> [Objective]
Please pull out the material from the line containing "19, row 719." to the line containing "column 161, row 838", including both, and reproduce those lines unchanged.

=-=-=

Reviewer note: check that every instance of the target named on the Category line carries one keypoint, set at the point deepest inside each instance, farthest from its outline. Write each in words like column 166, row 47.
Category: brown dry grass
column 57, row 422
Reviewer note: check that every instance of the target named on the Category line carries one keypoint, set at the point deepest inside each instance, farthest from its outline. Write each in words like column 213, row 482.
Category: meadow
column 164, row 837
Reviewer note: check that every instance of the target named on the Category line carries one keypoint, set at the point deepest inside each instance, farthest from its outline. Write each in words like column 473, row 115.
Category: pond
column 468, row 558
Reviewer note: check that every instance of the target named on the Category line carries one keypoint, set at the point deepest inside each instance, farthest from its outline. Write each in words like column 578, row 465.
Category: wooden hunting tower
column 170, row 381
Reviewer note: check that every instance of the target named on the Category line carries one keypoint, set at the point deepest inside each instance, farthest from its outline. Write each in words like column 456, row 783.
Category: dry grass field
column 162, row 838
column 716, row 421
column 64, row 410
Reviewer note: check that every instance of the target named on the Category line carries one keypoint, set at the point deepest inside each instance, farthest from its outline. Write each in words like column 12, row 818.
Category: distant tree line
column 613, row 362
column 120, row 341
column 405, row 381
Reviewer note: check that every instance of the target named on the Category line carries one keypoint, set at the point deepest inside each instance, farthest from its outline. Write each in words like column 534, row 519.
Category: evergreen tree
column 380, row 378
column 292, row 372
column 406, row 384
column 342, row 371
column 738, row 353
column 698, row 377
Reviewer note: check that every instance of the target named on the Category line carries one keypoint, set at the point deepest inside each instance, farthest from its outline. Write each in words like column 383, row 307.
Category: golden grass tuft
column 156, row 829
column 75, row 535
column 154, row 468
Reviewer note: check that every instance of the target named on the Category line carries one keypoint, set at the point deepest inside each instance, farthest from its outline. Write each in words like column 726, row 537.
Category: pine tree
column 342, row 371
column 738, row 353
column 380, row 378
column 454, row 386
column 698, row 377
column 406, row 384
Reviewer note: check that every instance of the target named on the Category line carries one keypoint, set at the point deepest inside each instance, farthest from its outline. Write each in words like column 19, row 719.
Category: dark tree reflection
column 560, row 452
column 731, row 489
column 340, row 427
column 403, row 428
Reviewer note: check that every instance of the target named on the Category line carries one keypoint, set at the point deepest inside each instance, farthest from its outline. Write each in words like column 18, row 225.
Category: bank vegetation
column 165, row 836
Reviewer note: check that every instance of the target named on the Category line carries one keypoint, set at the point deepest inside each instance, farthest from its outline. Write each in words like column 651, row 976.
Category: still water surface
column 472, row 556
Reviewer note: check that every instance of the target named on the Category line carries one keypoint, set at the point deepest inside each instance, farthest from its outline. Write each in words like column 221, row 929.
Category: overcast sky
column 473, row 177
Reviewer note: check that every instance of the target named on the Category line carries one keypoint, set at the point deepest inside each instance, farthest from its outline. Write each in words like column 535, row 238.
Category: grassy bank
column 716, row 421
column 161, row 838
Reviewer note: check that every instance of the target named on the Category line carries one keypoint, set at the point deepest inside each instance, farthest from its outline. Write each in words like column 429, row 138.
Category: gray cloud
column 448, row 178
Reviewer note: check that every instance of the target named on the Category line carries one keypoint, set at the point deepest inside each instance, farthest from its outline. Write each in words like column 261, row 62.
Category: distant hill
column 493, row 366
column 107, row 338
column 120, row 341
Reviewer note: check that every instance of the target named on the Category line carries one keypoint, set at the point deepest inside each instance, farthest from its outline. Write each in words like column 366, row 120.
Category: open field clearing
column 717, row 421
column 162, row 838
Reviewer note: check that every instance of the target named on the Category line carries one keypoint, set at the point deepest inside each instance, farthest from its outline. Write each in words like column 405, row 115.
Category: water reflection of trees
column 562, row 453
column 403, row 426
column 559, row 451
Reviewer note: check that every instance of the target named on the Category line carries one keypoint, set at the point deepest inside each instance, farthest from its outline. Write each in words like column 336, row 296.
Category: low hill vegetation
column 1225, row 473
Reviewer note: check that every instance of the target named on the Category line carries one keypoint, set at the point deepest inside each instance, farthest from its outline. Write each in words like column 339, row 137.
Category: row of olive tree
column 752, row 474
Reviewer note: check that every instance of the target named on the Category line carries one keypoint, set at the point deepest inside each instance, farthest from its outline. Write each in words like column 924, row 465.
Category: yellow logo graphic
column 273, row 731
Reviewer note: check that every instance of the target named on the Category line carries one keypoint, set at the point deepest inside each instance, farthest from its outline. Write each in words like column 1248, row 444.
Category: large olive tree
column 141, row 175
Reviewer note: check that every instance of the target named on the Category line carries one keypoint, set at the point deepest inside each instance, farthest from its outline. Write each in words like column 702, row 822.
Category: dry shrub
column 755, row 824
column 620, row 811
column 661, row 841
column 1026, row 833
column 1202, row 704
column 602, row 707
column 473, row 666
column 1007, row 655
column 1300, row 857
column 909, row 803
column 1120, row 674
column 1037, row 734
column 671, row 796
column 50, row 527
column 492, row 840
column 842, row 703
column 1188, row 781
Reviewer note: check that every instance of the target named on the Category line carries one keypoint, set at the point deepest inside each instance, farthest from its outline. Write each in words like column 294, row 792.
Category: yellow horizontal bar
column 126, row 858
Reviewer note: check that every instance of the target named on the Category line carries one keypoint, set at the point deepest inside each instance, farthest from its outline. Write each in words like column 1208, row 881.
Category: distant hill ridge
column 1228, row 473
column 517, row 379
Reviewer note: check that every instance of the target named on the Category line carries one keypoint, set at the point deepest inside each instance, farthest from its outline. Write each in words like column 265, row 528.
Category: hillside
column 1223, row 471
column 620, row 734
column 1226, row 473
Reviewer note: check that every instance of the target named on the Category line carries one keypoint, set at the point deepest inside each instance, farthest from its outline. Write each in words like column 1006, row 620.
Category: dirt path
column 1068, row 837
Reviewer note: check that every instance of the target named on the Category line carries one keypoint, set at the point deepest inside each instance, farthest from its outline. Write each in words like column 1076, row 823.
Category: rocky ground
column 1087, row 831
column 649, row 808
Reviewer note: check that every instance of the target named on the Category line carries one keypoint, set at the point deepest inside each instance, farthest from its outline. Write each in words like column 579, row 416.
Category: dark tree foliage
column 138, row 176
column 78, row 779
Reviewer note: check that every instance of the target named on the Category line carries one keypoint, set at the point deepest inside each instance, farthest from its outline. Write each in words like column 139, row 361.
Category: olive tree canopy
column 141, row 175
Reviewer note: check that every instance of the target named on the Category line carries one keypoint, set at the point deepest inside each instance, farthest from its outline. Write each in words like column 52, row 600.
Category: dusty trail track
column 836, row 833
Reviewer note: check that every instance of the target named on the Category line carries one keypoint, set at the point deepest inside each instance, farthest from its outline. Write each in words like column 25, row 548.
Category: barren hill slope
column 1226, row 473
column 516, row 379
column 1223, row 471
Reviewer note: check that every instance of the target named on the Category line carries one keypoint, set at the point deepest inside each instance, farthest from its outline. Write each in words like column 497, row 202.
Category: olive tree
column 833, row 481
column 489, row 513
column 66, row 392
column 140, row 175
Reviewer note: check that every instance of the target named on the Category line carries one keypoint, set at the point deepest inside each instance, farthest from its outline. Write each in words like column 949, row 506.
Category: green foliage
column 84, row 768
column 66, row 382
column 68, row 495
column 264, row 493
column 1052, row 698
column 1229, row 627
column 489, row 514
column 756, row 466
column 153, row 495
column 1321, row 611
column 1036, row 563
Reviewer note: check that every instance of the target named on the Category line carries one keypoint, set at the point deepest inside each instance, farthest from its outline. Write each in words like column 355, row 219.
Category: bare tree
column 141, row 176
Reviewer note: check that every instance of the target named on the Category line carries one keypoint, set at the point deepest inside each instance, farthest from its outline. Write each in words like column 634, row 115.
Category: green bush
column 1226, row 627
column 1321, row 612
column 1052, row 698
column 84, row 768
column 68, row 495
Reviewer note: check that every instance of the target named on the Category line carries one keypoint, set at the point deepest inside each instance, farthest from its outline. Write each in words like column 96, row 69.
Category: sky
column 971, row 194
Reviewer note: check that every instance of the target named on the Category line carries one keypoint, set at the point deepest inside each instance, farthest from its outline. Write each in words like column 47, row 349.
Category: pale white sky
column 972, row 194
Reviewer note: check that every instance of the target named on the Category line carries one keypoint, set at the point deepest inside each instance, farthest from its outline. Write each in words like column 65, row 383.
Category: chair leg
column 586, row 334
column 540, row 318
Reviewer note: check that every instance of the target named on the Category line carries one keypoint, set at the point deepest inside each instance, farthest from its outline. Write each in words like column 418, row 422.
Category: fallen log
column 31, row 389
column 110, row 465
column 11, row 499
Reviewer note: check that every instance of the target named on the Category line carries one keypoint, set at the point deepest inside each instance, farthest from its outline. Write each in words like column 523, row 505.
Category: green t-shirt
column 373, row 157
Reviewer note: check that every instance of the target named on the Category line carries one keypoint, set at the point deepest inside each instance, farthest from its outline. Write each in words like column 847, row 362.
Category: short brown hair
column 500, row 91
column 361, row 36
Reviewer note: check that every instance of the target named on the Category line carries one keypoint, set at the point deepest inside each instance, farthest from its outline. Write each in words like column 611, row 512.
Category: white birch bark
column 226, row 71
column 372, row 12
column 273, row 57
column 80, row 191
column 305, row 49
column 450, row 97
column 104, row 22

=-=-=

> [Output]
Reviewer note: check that every instance of the target named on the Category line carries one keypoint, set at the point deepest inside each instance, farthest from its outline. Write each in words like column 19, row 719.
Category: dark tree reflection
column 560, row 452
column 731, row 489
column 340, row 427
column 403, row 428
Reviewer note: check that every instance of the target named on the Category line carries one keypoint, set at the point deepest inside each instance, farthest from its outline. Write each in words like column 18, row 225.
Category: bank vegetation
column 165, row 836
Reviewer note: check that every instance of the target named on the Category line carries one keypoint, set at the point deepest inside each instance, farthest from its outline. Write each in words like column 651, row 976.
Category: still water surface
column 472, row 556
Reviewer note: check that every instance of the target named on the Category line carries one keypoint, set at the point deepest inside each instance, farthest from its outline. Write each in words like column 221, row 929.
Category: overcast sky
column 473, row 177
Reviewer note: check that every instance of the target named on the Category line carries one keypoint, set at the point deepest inside each instance, farthest from its outline. Write each in words like column 535, row 238.
Category: grassy bank
column 716, row 421
column 161, row 838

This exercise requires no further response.